··· 任务材料

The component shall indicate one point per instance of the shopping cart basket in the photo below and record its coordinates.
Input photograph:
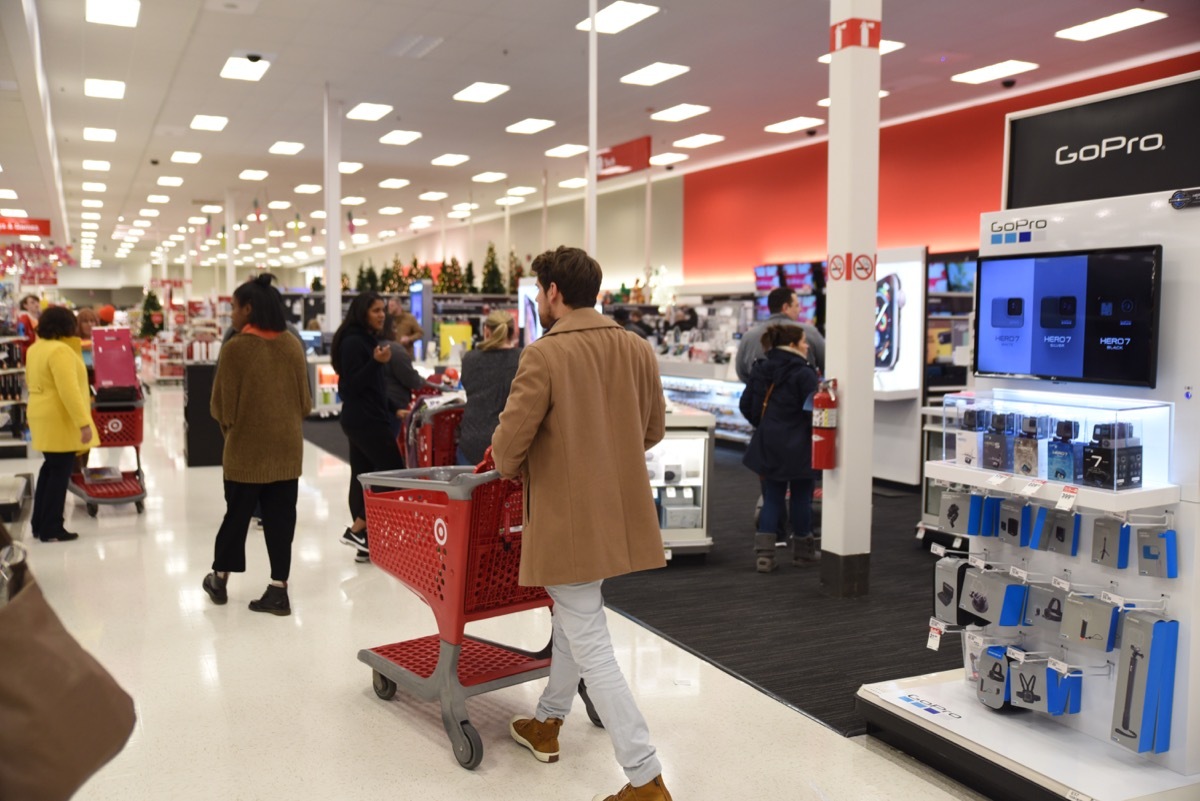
(454, 537)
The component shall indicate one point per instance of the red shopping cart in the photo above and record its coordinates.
(453, 536)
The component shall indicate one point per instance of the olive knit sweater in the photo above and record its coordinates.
(261, 398)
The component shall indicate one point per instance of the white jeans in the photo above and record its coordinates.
(583, 649)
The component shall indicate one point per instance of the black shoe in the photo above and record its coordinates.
(274, 601)
(355, 538)
(215, 586)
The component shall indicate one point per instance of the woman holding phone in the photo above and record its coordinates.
(359, 359)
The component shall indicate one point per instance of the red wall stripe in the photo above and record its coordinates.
(936, 176)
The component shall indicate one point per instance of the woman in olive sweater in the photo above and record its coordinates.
(259, 398)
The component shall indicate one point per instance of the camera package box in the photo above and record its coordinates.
(1141, 709)
(1014, 522)
(1056, 531)
(1090, 621)
(993, 688)
(1043, 607)
(1158, 552)
(1110, 542)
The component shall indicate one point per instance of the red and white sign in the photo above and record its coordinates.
(627, 157)
(24, 226)
(855, 32)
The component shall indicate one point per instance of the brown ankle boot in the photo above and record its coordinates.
(541, 739)
(654, 790)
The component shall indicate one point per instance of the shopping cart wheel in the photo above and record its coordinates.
(384, 687)
(593, 715)
(469, 748)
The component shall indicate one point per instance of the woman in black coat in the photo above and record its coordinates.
(359, 359)
(781, 447)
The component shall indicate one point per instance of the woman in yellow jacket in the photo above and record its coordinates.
(59, 416)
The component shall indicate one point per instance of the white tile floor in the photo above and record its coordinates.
(245, 706)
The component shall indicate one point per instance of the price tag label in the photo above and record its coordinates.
(1067, 500)
(936, 628)
(1032, 488)
(999, 479)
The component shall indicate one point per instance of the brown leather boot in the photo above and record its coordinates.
(541, 739)
(655, 790)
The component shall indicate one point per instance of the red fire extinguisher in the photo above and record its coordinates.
(825, 426)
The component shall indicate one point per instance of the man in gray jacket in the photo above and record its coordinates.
(785, 308)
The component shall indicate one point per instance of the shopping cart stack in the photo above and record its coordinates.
(454, 537)
(117, 411)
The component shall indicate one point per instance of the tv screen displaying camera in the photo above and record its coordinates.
(1084, 315)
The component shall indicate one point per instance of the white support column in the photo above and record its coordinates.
(850, 311)
(333, 212)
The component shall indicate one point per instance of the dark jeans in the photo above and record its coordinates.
(801, 509)
(51, 494)
(371, 450)
(279, 504)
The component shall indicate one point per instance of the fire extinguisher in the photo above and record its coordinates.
(825, 426)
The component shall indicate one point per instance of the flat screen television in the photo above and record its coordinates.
(1080, 315)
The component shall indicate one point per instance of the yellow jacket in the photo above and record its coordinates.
(59, 398)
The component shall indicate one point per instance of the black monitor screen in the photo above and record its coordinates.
(1087, 315)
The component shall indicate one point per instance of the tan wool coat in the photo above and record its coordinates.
(585, 407)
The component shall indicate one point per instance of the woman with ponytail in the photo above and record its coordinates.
(487, 377)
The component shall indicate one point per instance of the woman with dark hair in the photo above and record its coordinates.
(359, 359)
(59, 416)
(259, 398)
(780, 451)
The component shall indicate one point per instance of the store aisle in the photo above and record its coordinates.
(245, 706)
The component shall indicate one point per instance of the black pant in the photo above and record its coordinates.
(51, 494)
(371, 450)
(279, 503)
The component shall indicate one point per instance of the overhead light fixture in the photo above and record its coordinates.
(886, 46)
(994, 72)
(793, 125)
(618, 16)
(699, 140)
(100, 134)
(567, 151)
(529, 125)
(1110, 24)
(654, 73)
(369, 112)
(400, 137)
(480, 92)
(123, 13)
(209, 122)
(106, 89)
(239, 67)
(681, 112)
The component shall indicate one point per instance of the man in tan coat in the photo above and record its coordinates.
(586, 404)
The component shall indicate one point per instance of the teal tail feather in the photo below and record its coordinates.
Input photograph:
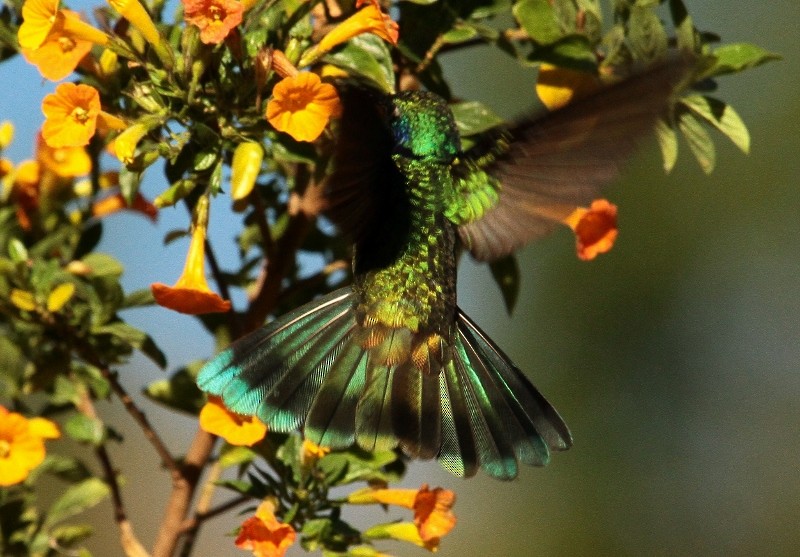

······

请统计上方条目中含有字符串“white”的行数，只给出这个数字。

4